- **THE EXERCISE**: Locate every line in the data below that contains the word "hazy" and copy each of those lines in full.

===== RECORDS PROVIDED

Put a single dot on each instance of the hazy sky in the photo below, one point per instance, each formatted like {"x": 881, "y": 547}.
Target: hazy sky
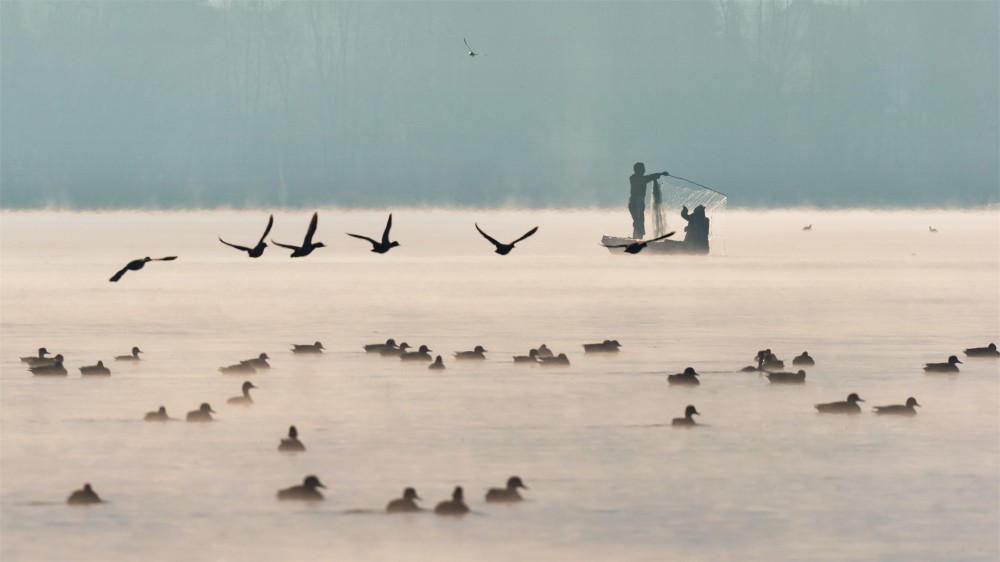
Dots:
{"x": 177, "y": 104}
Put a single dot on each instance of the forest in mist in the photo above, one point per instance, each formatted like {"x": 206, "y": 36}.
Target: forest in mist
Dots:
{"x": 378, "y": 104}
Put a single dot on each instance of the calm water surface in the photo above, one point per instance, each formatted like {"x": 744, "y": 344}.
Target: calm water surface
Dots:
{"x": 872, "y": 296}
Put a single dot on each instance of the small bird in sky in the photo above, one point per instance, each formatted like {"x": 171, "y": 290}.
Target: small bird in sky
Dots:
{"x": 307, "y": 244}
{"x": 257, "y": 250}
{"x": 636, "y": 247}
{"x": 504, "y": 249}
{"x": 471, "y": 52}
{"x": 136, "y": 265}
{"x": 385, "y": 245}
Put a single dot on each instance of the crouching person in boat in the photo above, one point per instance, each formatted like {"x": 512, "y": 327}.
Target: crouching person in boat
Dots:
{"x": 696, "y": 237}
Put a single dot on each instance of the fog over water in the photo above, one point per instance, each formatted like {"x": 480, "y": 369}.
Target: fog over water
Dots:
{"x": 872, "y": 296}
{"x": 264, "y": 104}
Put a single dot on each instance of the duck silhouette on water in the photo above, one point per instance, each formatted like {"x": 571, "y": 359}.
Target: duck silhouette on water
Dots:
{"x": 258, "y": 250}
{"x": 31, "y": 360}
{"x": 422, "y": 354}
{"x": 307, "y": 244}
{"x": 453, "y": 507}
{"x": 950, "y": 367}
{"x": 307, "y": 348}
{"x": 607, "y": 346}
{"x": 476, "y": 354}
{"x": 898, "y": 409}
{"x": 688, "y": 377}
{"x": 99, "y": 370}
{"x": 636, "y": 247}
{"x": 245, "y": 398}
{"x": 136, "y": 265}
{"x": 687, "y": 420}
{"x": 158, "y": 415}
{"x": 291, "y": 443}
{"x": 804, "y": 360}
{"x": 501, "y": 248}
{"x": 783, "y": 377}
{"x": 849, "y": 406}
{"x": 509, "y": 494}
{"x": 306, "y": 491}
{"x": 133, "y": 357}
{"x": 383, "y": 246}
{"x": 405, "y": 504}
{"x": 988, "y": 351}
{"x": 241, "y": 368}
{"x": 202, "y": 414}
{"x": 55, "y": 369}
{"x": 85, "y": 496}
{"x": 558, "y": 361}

==========
===== RECORDS PROVIDED

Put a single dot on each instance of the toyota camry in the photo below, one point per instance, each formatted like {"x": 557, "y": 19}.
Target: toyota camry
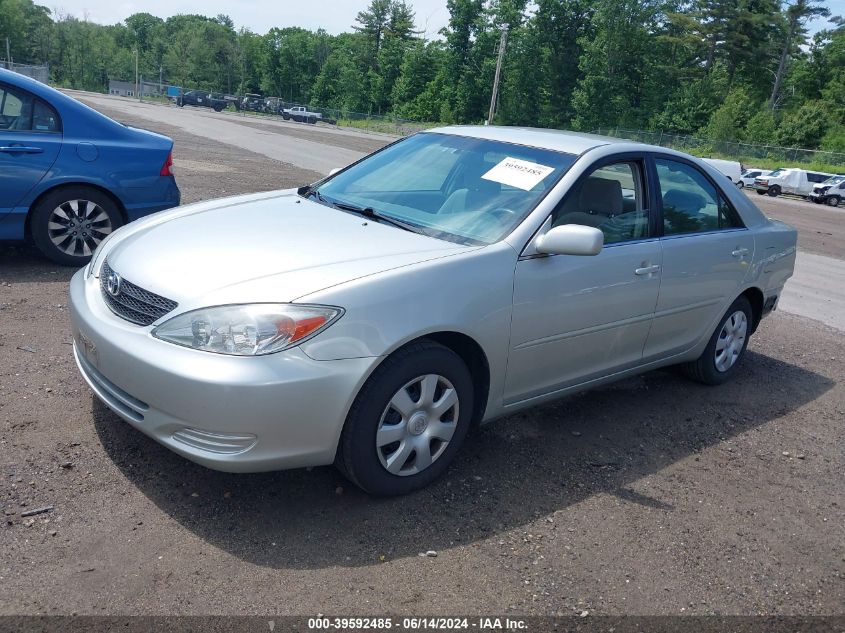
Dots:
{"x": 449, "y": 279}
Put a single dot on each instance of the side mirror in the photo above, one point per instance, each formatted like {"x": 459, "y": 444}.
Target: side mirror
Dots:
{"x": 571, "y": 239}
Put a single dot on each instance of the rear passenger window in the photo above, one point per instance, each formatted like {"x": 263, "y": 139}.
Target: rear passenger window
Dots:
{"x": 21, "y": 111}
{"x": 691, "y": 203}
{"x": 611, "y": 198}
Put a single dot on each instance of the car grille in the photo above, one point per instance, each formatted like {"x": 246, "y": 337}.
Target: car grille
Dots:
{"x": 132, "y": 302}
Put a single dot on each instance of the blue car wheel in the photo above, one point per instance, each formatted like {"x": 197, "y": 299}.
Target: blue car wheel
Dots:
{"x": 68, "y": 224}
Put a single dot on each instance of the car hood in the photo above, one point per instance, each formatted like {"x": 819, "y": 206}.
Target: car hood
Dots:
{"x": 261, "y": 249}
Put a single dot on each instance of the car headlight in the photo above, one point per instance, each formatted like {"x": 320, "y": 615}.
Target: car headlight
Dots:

==========

- **SOLUTION TO THIS TASK**:
Put a single dot on each instance of the hazy sky in the photo below, one point per instance, each formatted like {"x": 881, "y": 547}.
Target: hazy sky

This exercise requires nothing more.